_ZADANIE_
Zamień „aquarium tank” na „fish tank” w listingu od jego początku do wiersza z „[[0, 0, 500, 281]]” włącznie i przepisz ten fragment, nie zmieniając niczego innego. Obrazy pomiń w odpowiedzi.

● ● ● ● ●

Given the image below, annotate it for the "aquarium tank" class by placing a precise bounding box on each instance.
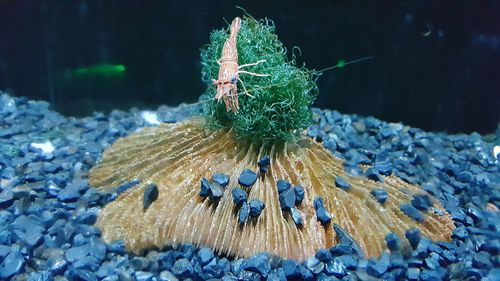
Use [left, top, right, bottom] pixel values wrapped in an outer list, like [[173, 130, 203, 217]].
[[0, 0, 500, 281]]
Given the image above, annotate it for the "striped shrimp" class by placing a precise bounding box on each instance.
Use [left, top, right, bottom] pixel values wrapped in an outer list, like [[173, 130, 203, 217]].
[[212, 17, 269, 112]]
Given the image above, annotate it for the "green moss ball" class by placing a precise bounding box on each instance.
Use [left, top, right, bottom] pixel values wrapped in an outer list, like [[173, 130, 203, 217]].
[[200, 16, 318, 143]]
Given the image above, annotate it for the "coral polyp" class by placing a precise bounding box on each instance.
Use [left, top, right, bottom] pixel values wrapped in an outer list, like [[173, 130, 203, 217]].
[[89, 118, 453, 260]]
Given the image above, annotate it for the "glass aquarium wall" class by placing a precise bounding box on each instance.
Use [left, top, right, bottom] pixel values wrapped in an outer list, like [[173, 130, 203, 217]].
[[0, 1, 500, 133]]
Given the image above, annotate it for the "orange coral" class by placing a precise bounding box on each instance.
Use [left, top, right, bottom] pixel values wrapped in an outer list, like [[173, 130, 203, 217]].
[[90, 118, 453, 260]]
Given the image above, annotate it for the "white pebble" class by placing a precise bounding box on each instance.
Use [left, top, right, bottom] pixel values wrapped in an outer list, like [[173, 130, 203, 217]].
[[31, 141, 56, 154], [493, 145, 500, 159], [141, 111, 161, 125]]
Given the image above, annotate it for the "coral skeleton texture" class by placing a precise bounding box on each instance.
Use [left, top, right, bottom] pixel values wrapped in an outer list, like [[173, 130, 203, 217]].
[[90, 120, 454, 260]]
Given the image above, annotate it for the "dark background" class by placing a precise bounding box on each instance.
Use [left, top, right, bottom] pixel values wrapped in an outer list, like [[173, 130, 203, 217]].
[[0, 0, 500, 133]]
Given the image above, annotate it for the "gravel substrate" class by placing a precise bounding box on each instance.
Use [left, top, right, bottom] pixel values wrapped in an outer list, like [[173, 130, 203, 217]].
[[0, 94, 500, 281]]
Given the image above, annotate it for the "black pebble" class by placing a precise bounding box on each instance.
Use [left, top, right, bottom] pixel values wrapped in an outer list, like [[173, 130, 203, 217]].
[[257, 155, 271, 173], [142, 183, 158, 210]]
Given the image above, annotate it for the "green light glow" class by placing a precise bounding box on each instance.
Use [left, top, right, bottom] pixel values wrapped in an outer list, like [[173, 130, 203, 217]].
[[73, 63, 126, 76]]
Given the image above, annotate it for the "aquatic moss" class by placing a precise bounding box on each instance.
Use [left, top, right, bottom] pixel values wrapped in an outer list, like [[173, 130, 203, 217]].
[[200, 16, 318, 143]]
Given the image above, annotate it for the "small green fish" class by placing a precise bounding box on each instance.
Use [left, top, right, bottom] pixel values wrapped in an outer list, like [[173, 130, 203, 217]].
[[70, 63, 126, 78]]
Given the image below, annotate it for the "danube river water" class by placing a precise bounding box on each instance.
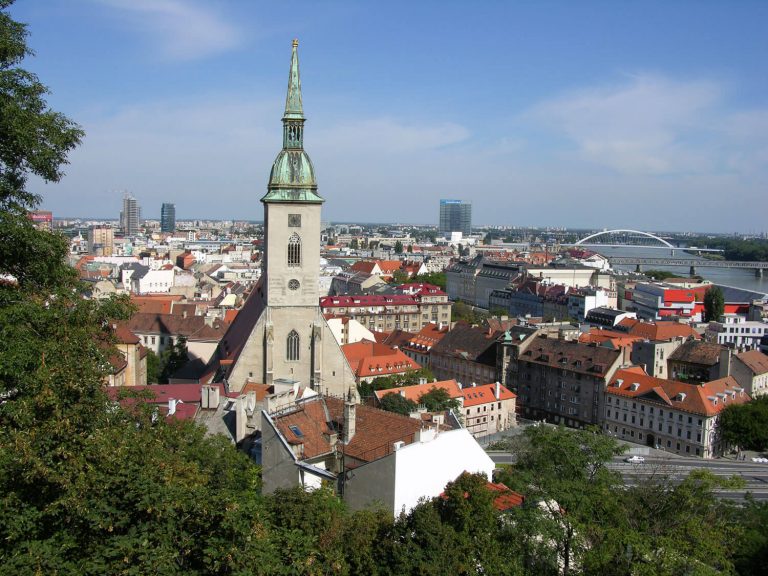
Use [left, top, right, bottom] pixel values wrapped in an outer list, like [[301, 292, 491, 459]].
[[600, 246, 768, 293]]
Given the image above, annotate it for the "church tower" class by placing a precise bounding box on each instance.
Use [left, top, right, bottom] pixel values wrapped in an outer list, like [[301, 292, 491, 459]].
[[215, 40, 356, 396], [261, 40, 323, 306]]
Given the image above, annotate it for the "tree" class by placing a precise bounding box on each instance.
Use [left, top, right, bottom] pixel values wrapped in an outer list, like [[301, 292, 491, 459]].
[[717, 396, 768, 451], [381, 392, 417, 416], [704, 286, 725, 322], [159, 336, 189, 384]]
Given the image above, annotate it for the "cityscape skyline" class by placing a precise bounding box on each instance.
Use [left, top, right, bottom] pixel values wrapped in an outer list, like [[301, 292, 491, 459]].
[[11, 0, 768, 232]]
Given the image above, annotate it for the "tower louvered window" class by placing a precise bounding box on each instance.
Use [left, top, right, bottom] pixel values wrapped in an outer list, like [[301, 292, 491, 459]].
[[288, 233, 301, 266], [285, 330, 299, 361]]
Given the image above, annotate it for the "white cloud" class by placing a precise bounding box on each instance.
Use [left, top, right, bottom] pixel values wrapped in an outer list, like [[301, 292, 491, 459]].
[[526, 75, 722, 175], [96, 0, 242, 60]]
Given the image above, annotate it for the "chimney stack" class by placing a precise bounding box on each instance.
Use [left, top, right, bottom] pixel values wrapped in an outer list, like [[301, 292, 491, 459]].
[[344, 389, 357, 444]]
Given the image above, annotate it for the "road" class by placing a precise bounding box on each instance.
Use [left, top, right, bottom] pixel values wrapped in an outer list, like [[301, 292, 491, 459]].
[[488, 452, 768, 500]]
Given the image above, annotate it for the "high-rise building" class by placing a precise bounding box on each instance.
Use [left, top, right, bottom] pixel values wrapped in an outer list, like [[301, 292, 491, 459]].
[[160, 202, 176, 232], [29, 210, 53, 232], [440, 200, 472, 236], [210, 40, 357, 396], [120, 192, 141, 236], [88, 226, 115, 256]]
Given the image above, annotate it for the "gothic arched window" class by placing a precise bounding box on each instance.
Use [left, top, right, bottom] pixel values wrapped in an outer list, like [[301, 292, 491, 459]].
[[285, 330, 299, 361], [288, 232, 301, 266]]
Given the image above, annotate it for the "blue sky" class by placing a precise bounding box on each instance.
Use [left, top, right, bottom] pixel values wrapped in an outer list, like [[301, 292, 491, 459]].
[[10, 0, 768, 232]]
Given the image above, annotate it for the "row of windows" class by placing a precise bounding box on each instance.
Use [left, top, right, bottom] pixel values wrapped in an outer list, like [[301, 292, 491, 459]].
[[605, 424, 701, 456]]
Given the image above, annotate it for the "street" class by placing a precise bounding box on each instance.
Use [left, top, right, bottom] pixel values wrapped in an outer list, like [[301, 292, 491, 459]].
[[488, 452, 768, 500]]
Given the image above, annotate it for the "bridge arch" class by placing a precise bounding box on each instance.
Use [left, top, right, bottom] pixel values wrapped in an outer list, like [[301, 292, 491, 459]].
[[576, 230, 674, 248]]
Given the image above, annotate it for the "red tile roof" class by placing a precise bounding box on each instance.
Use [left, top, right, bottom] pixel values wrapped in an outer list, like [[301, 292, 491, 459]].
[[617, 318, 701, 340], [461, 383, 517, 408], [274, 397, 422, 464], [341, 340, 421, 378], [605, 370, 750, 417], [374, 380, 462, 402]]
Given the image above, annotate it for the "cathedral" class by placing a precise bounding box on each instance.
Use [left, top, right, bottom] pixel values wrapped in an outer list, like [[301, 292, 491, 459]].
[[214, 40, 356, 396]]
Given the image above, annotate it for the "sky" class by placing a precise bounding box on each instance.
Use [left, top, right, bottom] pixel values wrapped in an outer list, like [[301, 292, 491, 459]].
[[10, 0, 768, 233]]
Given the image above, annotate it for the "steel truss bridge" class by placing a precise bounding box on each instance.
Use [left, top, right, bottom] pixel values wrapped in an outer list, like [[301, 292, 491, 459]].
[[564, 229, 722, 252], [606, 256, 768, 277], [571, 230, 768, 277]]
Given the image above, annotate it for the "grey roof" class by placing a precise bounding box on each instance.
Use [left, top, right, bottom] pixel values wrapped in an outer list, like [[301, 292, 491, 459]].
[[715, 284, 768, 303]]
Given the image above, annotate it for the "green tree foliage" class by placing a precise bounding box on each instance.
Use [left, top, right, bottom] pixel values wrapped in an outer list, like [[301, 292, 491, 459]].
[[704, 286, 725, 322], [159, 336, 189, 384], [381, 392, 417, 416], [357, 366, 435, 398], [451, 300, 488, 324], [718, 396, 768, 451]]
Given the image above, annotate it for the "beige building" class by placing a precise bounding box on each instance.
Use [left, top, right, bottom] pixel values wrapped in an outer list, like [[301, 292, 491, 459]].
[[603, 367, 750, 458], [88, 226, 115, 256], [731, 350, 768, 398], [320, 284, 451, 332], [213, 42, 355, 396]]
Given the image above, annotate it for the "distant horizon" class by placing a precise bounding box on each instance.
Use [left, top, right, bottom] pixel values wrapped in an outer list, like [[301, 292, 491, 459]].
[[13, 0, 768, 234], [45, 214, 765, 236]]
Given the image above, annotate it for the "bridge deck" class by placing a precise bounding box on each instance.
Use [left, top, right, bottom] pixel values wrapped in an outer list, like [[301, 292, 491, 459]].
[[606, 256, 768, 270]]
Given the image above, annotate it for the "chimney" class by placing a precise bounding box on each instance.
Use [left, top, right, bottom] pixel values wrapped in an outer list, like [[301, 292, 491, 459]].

● ● ● ● ●

_PEŁNA ODPOWIEDŹ_
Given the image below, annotate it for the "fish tank" class by placing a precise bounding box on each instance.
Use [left, top, right, bottom] pixel values wrapped in an outer list, like [[173, 130, 203, 217]].
[[0, 0, 500, 281]]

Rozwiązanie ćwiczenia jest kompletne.